**Records for processing**

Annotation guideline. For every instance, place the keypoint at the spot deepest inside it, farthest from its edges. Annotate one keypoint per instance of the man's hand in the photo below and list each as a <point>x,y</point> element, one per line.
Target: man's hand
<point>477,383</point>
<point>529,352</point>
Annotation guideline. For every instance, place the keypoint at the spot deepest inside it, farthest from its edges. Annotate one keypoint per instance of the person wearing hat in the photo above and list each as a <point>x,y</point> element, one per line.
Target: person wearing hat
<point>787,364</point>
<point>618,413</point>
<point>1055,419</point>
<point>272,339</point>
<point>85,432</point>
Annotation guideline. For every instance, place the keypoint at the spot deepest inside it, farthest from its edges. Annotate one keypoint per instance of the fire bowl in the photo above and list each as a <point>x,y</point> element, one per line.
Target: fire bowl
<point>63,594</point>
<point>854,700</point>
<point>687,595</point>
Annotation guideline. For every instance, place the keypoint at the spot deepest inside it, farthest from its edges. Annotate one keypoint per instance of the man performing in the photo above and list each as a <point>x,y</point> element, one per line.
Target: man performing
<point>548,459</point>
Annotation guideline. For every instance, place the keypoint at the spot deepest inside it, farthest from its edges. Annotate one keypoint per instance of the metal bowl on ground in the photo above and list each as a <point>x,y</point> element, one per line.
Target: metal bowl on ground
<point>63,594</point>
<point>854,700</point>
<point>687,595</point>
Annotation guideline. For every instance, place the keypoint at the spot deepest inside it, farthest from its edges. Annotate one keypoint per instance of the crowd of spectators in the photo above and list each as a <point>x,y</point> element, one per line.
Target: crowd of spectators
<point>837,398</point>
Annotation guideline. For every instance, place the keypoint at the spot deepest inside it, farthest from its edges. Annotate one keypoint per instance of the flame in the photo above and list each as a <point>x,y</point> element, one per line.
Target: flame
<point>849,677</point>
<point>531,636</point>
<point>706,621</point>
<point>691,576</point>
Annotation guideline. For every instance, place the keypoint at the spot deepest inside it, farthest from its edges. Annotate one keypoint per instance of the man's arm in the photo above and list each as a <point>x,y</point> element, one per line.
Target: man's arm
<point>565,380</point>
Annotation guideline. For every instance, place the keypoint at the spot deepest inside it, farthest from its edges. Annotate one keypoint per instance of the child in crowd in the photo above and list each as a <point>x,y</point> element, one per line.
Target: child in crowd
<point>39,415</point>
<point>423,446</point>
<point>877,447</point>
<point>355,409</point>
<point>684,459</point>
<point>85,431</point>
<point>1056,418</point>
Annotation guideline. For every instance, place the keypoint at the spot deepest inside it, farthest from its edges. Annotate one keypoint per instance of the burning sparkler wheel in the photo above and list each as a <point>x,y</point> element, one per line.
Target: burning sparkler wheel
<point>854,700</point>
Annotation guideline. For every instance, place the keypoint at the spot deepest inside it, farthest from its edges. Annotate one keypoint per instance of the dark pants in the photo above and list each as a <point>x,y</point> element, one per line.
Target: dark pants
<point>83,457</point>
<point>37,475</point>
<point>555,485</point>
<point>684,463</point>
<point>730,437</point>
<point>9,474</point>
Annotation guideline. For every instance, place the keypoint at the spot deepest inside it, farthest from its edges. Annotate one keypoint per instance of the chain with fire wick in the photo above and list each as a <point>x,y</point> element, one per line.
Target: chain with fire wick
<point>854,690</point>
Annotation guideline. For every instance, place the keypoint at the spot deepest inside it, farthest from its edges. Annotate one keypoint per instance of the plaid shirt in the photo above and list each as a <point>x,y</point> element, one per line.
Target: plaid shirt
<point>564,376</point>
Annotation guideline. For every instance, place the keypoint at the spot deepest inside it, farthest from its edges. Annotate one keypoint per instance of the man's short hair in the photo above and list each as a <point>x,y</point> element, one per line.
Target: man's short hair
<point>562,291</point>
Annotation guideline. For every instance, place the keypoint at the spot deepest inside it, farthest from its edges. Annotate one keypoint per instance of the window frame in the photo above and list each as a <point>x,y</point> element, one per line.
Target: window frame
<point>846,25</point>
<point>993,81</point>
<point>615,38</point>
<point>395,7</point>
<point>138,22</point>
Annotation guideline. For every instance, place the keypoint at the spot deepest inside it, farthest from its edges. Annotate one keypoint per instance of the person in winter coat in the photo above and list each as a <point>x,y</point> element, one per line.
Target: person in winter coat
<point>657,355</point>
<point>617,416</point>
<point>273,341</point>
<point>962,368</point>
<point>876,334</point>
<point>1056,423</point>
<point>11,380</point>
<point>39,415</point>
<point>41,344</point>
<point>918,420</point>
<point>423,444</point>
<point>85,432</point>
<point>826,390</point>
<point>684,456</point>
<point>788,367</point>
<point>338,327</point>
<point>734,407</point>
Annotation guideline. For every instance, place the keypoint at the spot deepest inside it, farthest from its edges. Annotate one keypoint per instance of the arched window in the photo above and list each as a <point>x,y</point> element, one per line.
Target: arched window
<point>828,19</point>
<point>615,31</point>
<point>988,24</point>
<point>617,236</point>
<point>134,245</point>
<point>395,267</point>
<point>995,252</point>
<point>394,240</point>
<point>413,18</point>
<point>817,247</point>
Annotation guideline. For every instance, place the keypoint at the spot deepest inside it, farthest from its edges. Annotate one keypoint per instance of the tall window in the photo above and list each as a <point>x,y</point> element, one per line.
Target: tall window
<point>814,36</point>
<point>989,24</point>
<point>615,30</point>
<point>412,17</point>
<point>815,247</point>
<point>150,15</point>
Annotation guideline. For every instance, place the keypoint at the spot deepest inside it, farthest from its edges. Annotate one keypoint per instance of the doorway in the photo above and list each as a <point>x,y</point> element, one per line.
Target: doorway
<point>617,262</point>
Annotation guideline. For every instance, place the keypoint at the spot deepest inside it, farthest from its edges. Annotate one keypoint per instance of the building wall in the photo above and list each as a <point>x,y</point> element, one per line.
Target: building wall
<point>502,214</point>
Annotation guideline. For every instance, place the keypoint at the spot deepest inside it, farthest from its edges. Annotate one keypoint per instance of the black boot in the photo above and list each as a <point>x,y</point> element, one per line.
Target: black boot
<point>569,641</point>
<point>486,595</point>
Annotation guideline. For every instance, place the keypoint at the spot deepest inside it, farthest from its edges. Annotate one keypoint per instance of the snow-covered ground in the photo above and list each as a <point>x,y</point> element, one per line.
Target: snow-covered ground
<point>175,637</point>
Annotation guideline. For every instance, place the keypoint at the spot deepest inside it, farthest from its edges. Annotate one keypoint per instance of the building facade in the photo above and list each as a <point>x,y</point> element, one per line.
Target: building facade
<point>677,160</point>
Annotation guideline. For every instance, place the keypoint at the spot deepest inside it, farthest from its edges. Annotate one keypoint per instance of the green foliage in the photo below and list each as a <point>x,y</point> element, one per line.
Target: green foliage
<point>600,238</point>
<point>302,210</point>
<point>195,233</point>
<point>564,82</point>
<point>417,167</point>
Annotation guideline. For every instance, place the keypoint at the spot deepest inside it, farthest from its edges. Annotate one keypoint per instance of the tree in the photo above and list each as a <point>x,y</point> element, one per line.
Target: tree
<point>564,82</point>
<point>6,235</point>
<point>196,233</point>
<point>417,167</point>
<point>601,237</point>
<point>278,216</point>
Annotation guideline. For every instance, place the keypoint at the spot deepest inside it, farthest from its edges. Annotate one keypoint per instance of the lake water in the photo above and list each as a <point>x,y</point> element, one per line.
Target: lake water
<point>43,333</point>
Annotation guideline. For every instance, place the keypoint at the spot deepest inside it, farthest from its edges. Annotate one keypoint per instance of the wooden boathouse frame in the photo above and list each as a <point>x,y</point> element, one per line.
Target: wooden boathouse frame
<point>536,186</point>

**What to produce**
Reproduce all of the lines above, substituting "Labeling rule" for every occurrence of "Annotation guideline" and leaving everything else unchanged.

**Answer for the task**
Labeling rule. For every instance, place the keypoint at the spot deepest inside it, farthest from its edges. Annotate one keypoint per instance of the man's hand in the photo below and list each as a <point>x,y</point> element, one per line.
Target: man's hand
<point>477,383</point>
<point>529,352</point>
Labeling rule. For every instance, place the keypoint at the spot deepest inside it, farthest from its edges. Annotate one keypoint per instance of the person wearing hat in the photo above and list each as a <point>x,y</point> element, one per line.
Target: person wearing hat
<point>787,364</point>
<point>618,413</point>
<point>1055,419</point>
<point>272,339</point>
<point>85,432</point>
Labeling rule. For every instance, place the keypoint at the spot deepest inside it, farthest from its edges. Annotate one keypoint per instance of the fire bowl in the photo above and list each as a <point>x,y</point> element, one per line.
Target: fire bowl
<point>63,594</point>
<point>854,700</point>
<point>687,595</point>
Labeling rule. For every instance, place the keypoint at the spot deepest inside it, farthest from its edges. Annotate one keypoint per instance of the man performing in the photo above and list each as a <point>x,y</point> element, one per line.
Target: man performing
<point>548,459</point>
Labeling rule. For every instance, place the keypoint at the spot deepest inside it, farthest from its edges. Annotate one keypoint per instance of the metal bowl on ground in the photo above and list each as a <point>x,y</point> element, one per line.
Target: metal bowl on ground
<point>63,594</point>
<point>854,700</point>
<point>687,595</point>
Labeling rule. For every instance, place the keypoint at the spot deepest inside it, farthest from its edges. Annotate one keypoint per instance of the crowd of spectators in the photo above and list each as a <point>x,y</point> element, one per line.
Target: crowd of spectators
<point>837,398</point>
Labeling rule. For every instance, place the keypoint at the spot deepest inside it, farthest from its edges. Annotate one keypoint per instance of the flame in the photo above and list each as a <point>x,y</point> element, one per line.
Target: flame
<point>849,677</point>
<point>531,636</point>
<point>706,621</point>
<point>691,576</point>
Labeling rule. For every instance, place the keypoint at the spot deepest inside it, farthest from its edges. Annotate one keypoint per instance of the man's arm in the photo above and list each as a <point>x,y</point> element, one per line.
Target: man's arm
<point>565,380</point>
Labeling rule. For every instance, place the keypoint at the spot deepest inside it, farthest from its edges. Annotate one keypoint per instance of the child in crowd in the photo above and list each as a <point>x,y</point> element, one per line.
Target: child in crowd
<point>39,415</point>
<point>423,446</point>
<point>877,447</point>
<point>355,409</point>
<point>684,459</point>
<point>85,431</point>
<point>1056,418</point>
Labeling rule. For every instance, place the keypoint at the spot deepest inside it, farthest from its edges. Annotate one keypoint per instance of the burning sparkler wheel in the photo above and list each as a <point>x,y</point> element, one per line.
Target: burning sparkler wheel
<point>854,700</point>
Labeling rule. For every instance, place the keypoint at the spot deepest inside it, farthest from its edges. Annotate one keypoint per instance of the dark pants in the photo above and list each as a <point>x,y</point> element, one per line.
Target: dark pants
<point>83,457</point>
<point>37,475</point>
<point>555,485</point>
<point>684,463</point>
<point>730,437</point>
<point>9,474</point>
Labeling rule. For every instance, place the keypoint at the spot deepest inside it, farthest from its edges. Annotate one keypoint per instance of the chain with fire wick in the photo above and list each as a <point>x,y</point> element, one per line.
Target: chain with fire wick
<point>854,690</point>
Labeling rule. For every instance, place the keypoint at the spot deepest inside it, farthest from its edges. Annotate one keypoint per instance of the plaid shirt in the photo above and list each as a <point>x,y</point> element, one per line.
Target: plaid shirt
<point>564,376</point>
Labeling rule. For every instance, place the keypoint at the spot deepest inside it, farthest from its edges. Annotate one keypoint per instance of the man's short hair in the photo above and list each as a <point>x,y</point> element, one per line.
Target: man's short hair
<point>562,291</point>
Labeling rule. For every instance, place the keypoint at the spot deepest inside it, farthest from its edges. Annotate one keypoint per instance of the window frame in the photo above and list each as a <point>x,y</point> element, one per line.
Target: window frame
<point>846,25</point>
<point>993,81</point>
<point>615,38</point>
<point>395,7</point>
<point>138,22</point>
Labeling rule. For every instance, place the keypoint at the spot deepest inside it, farthest from its edges. Annotate one keypoint per instance of the person in winter coat in the photo above and list each as a <point>x,y</point> element, one per line.
Target: person in winter coat
<point>657,355</point>
<point>617,416</point>
<point>273,341</point>
<point>962,368</point>
<point>876,334</point>
<point>1056,423</point>
<point>11,380</point>
<point>39,415</point>
<point>41,344</point>
<point>918,420</point>
<point>423,444</point>
<point>85,432</point>
<point>826,390</point>
<point>684,456</point>
<point>788,367</point>
<point>338,327</point>
<point>734,407</point>
Labeling rule. For every instance, place the keypoint at the spot deepest inside it, farthest from its edges. Annotate one keypoint per instance of the arched window in the photo above and list each as a <point>x,y</point> element, one per line.
Target: arched window
<point>828,19</point>
<point>615,31</point>
<point>988,24</point>
<point>617,236</point>
<point>134,245</point>
<point>395,267</point>
<point>995,252</point>
<point>394,240</point>
<point>413,18</point>
<point>817,247</point>
Labeling rule. For every instance, place the keypoint at the spot deepest inside it, farthest from its edges. Annotate one keypoint per instance of the tall window in the photo above and list each as a <point>x,y</point> element, one per line.
Target: tall window
<point>814,36</point>
<point>989,24</point>
<point>615,30</point>
<point>412,17</point>
<point>815,247</point>
<point>150,15</point>
Labeling rule. For every instance, place the keypoint at the spot deepest inside it, farthest from its edges. Annotate one keypoint per instance of the doorway in the photo above and list each as a <point>x,y</point> element, one per line.
Target: doorway
<point>617,262</point>
Labeling rule. For every instance, place the keypoint at the spot deepest inside it, farthest from its edges. Annotate one keypoint per instance of the building wall in the photo above and list each as a <point>x,y</point> element, one per line.
Target: building wall
<point>502,214</point>
Labeling rule. For every instance, place the keypoint at the spot deepest inside it, farthest from its edges. Annotate one keypoint per instance of the black boot in the photo above and list each as a <point>x,y</point> element, one per line.
Target: black boot
<point>569,641</point>
<point>486,595</point>
Labeling rule. For every instance, place the keypoint at the spot deepest inside it, farthest from its edges. Annotate one keypoint per instance of the snow-covered ground in the photo above and list each as a <point>x,y</point> element, one per line.
Target: snow-covered ground
<point>175,637</point>
Labeling rule. For every instance, place the keypoint at the spot deepest inside it, farthest from its edges. Annotate one keypoint per instance of the building facade in the photo above and list each as a <point>x,y</point> element, one per line.
Target: building facade
<point>677,160</point>
Labeling rule. For every instance, place the keypoint at the spot deepest inside it, farthest from its edges. Annotate one keypoint per instance of the green foliage in the photo below and list each as a <point>x,y</point> element, one per line.
Target: green foliage
<point>600,238</point>
<point>302,210</point>
<point>195,233</point>
<point>564,82</point>
<point>417,167</point>
Labeling rule. For every instance, place the keypoint at the spot deepest inside it, farthest from its edges. Annotate one keypoint per instance of the tree in the photo above and list each as a <point>x,y</point> element, one per line.
Target: tree
<point>564,82</point>
<point>6,235</point>
<point>196,233</point>
<point>417,167</point>
<point>601,237</point>
<point>278,216</point>
Labeling rule. For every instance, place the keypoint at the spot deepest inside it, farthest from its edges. Annotate one keypoint per instance of the lake water in the photo above and list each as a <point>x,y</point> element, one per line.
Target: lake water
<point>43,333</point>
Labeling rule. For every instance, place the keypoint at the spot deepest inside it, farthest from its edges. Annotate one keypoint per instance of the wooden boathouse frame in the photo above and list each as a <point>x,y</point> element, one per line.
Target: wooden boathouse frame
<point>536,186</point>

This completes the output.